*** Opening MATERIAL FOR THE TASK ***

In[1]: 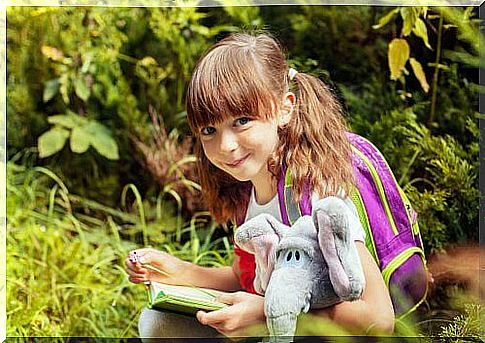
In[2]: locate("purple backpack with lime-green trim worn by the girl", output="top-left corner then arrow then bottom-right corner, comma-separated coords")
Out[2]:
278,133 -> 428,317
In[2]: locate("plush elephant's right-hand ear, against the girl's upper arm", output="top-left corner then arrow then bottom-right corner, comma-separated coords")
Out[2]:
312,197 -> 365,300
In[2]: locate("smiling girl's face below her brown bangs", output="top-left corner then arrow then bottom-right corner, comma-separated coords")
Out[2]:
200,117 -> 278,184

*** Closing MATERIAL FOR THE TASK ***

_WHAT IS EXPECTED_: For the word "bottom", say how many lines of the records above contain it. Reply with the number alone.

_PROBLEM SOLUTION_: 3